╭─ SELECTED TEXT
Thread: performance: use pread instead of lseek+read

performance: use pread instead of lseek+read

From

Manfred Spraul

Date:

24 February 2003, 13:50:33

Hi all,

postgresql tries very hard to avoid calling lseek if not needed,
probably to avoid doing unnecessary syscalls.
What about removing lseek entirely and using the p{read,write}?

pread is identical to the normal read syscall, except that it has one
additional parameter: the position from which the data should be read.
All recent unices support that, it's part of POSIX.1c.

Attached is a patch vs the cvs tree.
It seems to work - 7.3.2 with the patch applied passes the regression
test suite on RH Linux.
Untested with cvs-head, preproc.y causes a parser overflow.

What do you think?
- configure: I test for existance of pread, and assume that pwrite will
exist, too. Acceptable?
- Are you interested in further patches? xlog.c contains a few lseeks,
but I doubt that they are in the critical path.

--
   Manfred
diff -u -u -r -x configure pgsql.orig/configure.in pgsql/configure.in
--- pgsql.orig/configure.in    2003-02-19 05:04:04.000000000 +0100
+++ pgsql/configure.in    2003-02-23 09:38:46.000000000 +0100
@@ -786,7 +786,7 @@
 # SunOS doesn't handle negative byte comparisons properly with +/- return
 AC_FUNC_MEMCMP

-AC_CHECK_FUNCS([cbrt fcvt getpeereid memmove pstat setproctitle setsid sigprocmask sysconf waitpid dlopen fdatasync
utimeutimes]) 
+AC_CHECK_FUNCS([cbrt fcvt getpeereid memmove pstat setproctitle setsid sigprocmask sysconf waitpid dlopen fdatasync
utimeutimes pread]) 

 AC_CHECK_DECLS(fdatasync, [], [], [#include <unistd.h>])

diff -u -u -r -x configure pgsql.orig/src/backend/storage/file/fd.c pgsql/src/backend/storage/file/fd.c
--- pgsql.orig/src/backend/storage/file/fd.c    2002-09-02 08:11:42.000000000 +0200
+++ pgsql/src/backend/storage/file/fd.c    2003-02-23 09:45:41.000000000 +0100
@@ -391,7 +391,9 @@
     Delete(file);

     /* save the seek position */
+#ifndef HAVE_PREAD
     vfdP->seekPos = (long) lseek(vfdP->fd, 0L, SEEK_CUR);
+#endif
     Assert(vfdP->seekPos != -1L);

     /* close the file */
@@ -462,6 +464,7 @@
             ++nfile;
         }

+#ifndef HAVE_PREAD
         /* seek to the right position */
         if (vfdP->seekPos != 0L)
╰─
→ EXERCISE A: Reproduce the pread message verbatim between "Untested with cvs-head, preproc.y" and "exist, too. Acceptable?", inclusive.
→ EXERCISE B: In the pread message, which POSIX standard is said to include pread?
→ EXERCISE C: Extend the pread message past its final line.
The listing after this point has no connection to the pread message.
╭─ RECORDED INFORMATION
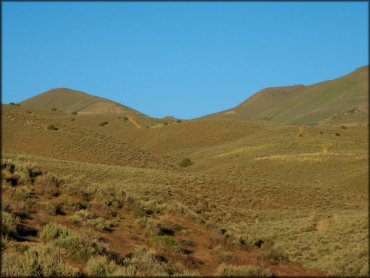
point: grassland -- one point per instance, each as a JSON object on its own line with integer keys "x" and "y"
{"x": 344, "y": 99}
{"x": 258, "y": 199}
╰─
→ EXERCISE ANSWER A:
Untested with cvs-head, preproc.y causes a parser overflow.

What do you think?
- configure: I test for existance of pread, and assume that pwrite will
exist, too. Acceptable?

→ EXERCISE ANSWER B: POSIX.1c

→ EXERCISE ANSWER C:
         {
@@ -470,6 +473,7 @@
             returnValue = (long) lseek(vfdP->fd, vfdP->seekPos, SEEK_SET);
             Assert(returnValue != -1L);
         }
+#endif
     }

     /*
@@ -877,11 +881,17 @@
                VfdCache[file].seekPos, amount, buffer));

     FileAccess(file);
+#if HAVE_PREAD
+    returnCode = pread(VfdCache[file].fd, buffer, amount, VfdCache[file].seekPos);
+    if (returnCode > 0)
+        VfdCache[file].seekPos += returnCode;
+#else
     returnCode = read(VfdCache[file].fd, buffer, amount);
     if (returnCode > 0)
         VfdCache[file].seekPos += returnCode;
     else
         VfdCache[file].seekPos = FileUnknownPos;
+#endif

     return returnCode;
 }
@@ -900,16 +910,25 @@
     FileAccess(file);

     errno = 0;
+#if HAVE_PREAD
+    returnCode = pwrite(VfdCache[file].fd, buffer, amount, VfdCache[file].seekPos);
+#else
     returnCode = write(VfdCache[file].fd, buffer, amount);
+#endif

     /* if write didn't set errno, assume problem is no disk space */
     if (returnCode != amount && errno == 0)
         errno = ENOSPC;

+#if HAVE_PREAD
+    if (returnCode > 0)
+        VfdCache[file].seekPos += returnCode;
+#else
     if (returnCode > 0)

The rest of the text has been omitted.